**Stated task**
Copy the stretch of the listing from the line containing "Each instance of the front" through the line containing "POLYGON ((95 66, 100", reproducing those lines word for word.
--------------------
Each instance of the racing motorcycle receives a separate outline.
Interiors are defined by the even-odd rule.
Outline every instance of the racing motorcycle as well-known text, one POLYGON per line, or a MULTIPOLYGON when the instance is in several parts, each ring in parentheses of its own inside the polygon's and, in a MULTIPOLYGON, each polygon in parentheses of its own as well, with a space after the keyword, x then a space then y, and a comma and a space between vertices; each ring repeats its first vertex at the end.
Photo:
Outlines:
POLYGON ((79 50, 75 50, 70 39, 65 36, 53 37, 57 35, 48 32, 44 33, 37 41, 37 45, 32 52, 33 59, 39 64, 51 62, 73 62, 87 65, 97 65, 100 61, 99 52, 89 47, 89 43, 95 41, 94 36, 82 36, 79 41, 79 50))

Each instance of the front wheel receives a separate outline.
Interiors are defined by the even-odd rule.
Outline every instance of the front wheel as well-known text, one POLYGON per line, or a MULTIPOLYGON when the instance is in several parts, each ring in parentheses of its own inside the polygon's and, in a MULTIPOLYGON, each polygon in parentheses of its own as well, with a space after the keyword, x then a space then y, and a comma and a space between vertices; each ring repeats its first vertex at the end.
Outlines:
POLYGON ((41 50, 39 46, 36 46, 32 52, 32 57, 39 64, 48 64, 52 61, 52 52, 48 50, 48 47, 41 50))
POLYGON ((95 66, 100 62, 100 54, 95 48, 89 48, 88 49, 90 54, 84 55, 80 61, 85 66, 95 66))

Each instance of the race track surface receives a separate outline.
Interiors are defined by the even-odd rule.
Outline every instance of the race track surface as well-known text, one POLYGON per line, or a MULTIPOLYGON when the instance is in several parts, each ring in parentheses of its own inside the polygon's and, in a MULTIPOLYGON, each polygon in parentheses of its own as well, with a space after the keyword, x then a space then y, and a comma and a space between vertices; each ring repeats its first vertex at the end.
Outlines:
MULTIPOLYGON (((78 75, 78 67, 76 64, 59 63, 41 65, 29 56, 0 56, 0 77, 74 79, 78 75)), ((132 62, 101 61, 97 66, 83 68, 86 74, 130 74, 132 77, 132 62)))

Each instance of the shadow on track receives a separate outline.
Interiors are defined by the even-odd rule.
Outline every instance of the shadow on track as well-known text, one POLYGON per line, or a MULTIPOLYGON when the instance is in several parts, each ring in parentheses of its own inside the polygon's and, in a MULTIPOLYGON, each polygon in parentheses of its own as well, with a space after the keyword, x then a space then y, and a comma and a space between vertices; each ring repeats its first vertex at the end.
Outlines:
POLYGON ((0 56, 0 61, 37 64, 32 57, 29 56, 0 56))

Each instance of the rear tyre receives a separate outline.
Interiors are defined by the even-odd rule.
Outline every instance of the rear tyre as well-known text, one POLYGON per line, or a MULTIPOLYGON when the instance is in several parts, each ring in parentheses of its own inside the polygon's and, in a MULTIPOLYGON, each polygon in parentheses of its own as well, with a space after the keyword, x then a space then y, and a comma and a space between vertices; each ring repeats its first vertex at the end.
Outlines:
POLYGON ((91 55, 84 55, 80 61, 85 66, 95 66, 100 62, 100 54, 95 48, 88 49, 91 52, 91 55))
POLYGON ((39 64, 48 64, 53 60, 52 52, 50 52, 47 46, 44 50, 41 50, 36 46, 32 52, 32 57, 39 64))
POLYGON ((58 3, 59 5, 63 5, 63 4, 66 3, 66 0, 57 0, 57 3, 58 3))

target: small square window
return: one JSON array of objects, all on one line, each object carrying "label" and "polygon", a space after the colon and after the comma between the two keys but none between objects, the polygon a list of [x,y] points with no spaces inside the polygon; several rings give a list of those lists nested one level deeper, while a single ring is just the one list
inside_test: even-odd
--------------------
**Response**
Each instance of the front wheel receives a separate outline.
Interiors are defined by the even-odd rule.
Outline every instance of the front wheel as well-known text, one POLYGON per line, or a MULTIPOLYGON when the instance is in several parts, each ring in parentheses of its own inside the polygon's and, in a MULTIPOLYGON, each polygon in parentheses of its own as well, with a space after the keyword, x then a space then y, and a comma and a space between vertices; each ring repeats its first vertex at the end.
Outlines:
POLYGON ((41 50, 39 46, 36 46, 32 52, 32 57, 39 64, 48 64, 52 61, 52 52, 48 50, 48 47, 41 50))
POLYGON ((95 66, 100 62, 100 54, 95 48, 89 48, 88 49, 90 54, 84 55, 80 61, 85 66, 95 66))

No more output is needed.